- _DIRECTIONS FOR THIS TASK_:
Can you rewrite every line of the entries below, requests included, shifting each coordinate in the answer boxes up by 83? Leave the requests and their format samples unchanged.

===== TASK DATA

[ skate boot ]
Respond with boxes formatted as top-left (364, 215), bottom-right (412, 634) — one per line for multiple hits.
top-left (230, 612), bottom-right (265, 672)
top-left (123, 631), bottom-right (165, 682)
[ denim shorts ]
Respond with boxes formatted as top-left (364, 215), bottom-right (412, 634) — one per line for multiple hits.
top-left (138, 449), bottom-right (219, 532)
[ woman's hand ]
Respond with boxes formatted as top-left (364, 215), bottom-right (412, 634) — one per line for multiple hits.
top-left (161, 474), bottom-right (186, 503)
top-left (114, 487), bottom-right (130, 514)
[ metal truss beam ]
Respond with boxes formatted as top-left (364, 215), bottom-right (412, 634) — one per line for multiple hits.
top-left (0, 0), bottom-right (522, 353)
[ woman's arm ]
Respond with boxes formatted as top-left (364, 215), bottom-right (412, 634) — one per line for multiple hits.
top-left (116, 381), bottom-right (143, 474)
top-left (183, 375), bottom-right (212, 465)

==========

- _THE COMPLETED TASK_:
[ skate boot ]
Respond with boxes formatted as top-left (364, 215), bottom-right (412, 634) — one per line for multiple hits.
top-left (313, 695), bottom-right (348, 755)
top-left (206, 714), bottom-right (248, 765)
[ denim shorts ]
Respond with boxes formatted as top-left (364, 215), bottom-right (412, 634) — one per line for multiple hits.
top-left (221, 532), bottom-right (302, 615)
[ woman's hand ]
Respond with boxes formatted as top-left (364, 215), bottom-right (412, 634) — one per line for multiple hits.
top-left (244, 557), bottom-right (269, 586)
top-left (197, 570), bottom-right (213, 597)
[ metal truss beam ]
Respond with boxes formatted as top-left (364, 215), bottom-right (412, 634) — one per line for multiple hits.
top-left (83, 83), bottom-right (605, 436)
[ woman's arm ]
Respond with boxes formatted as top-left (364, 215), bottom-right (412, 634) — one per line for multiple hits.
top-left (199, 464), bottom-right (226, 557)
top-left (266, 458), bottom-right (295, 548)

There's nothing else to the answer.